◆ DIRECTIVE
Transcribe the material below line for line without any alteration, leaving out the picture.

◆ EXCERPTED RECORDS
- - -

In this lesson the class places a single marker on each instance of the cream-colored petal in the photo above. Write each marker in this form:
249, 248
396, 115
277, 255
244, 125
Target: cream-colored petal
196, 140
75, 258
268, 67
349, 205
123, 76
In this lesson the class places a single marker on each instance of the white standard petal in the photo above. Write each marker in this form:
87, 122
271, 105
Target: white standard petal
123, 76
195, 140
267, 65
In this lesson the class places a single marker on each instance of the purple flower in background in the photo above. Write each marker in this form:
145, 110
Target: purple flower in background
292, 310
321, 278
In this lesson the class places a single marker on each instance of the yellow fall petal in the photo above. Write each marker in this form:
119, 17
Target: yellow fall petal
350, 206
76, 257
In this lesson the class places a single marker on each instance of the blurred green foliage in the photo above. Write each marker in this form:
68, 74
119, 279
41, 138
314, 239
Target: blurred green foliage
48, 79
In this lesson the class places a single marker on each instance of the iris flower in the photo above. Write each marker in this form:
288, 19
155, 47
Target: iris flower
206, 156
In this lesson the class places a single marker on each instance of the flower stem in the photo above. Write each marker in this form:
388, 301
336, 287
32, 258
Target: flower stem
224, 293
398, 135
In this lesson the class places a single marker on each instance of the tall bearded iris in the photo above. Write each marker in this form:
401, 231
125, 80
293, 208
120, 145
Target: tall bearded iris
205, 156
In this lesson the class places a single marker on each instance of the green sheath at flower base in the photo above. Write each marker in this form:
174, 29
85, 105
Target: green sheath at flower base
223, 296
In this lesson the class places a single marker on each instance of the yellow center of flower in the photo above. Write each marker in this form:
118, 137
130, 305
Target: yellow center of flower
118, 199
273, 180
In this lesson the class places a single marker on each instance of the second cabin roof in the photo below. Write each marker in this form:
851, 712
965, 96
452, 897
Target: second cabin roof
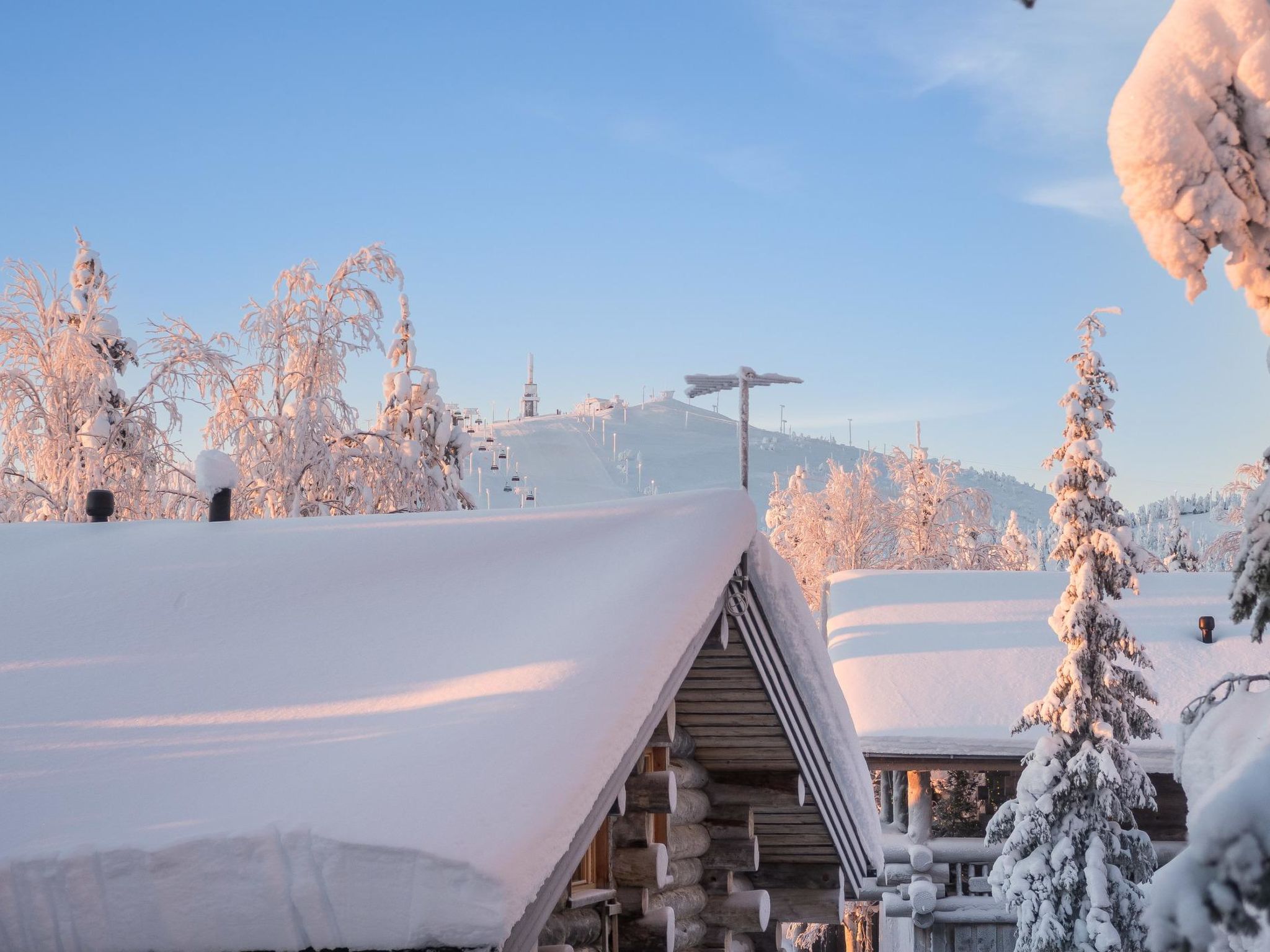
941, 663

- - -

◆ RESPONSE BELOW
In this lesson the class places a single marker on each instance of the cream-colored petal in the photo above. Write each marker in this form:
249, 248
396, 115
277, 255
244, 125
Target: cream-colored petal
196, 140
75, 258
268, 67
349, 205
123, 76
In this lesson the class places a single marker on each instance of the white standard petal in the photo above. Write each marker in this form:
87, 122
271, 105
Target: white standard petal
123, 76
195, 140
267, 65
In this lesson the class places a single marker on each instance of the purple flower in background in the photo above. Write each marker in this form:
145, 110
Target: purple flower in background
292, 310
321, 278
In this lesson the class places a single marker on each instance of the yellow fall petal in the photo above. Write each marker in this form:
119, 17
Target: yellow fall petal
350, 206
76, 257
In this lesson the class places a single marker on each instance of the blurred green foliage in the photo above. Write each marker in this form:
68, 74
119, 279
41, 138
314, 239
Target: blurred green foliage
48, 79
In this lesson the class places a single marker on each instance of the iris flower in the photo above. Write each marker in this form:
288, 19
155, 47
Target: iris flower
206, 156
In this lesson the class places a single marker on each instance of the flower stem in the photo above. Write each marker in this form:
388, 301
336, 287
32, 258
Target: flower stem
224, 293
398, 135
In this lesson the class places a single marker on each instance of the tall bearded iris in the photo above. Write each marker in this form:
401, 231
125, 80
293, 208
120, 145
Target: tall bearded iris
205, 156
In this lesson the class places a single marker on each instance of the green sheath at flower base in the photo above. Write each marker in this form:
174, 29
85, 105
Target: green sheath at flower base
223, 296
In this lesson the class places a single marker on each instance of the yellow center of flower in the photo above. Write each marker in this form:
118, 137
130, 305
Target: yellow center of flower
118, 199
273, 180
In this lesson the class places a single marker on each instance of the second cabin roof in the photo below. Write each marker in this form:
851, 712
965, 96
452, 897
Target: second cabin roof
941, 663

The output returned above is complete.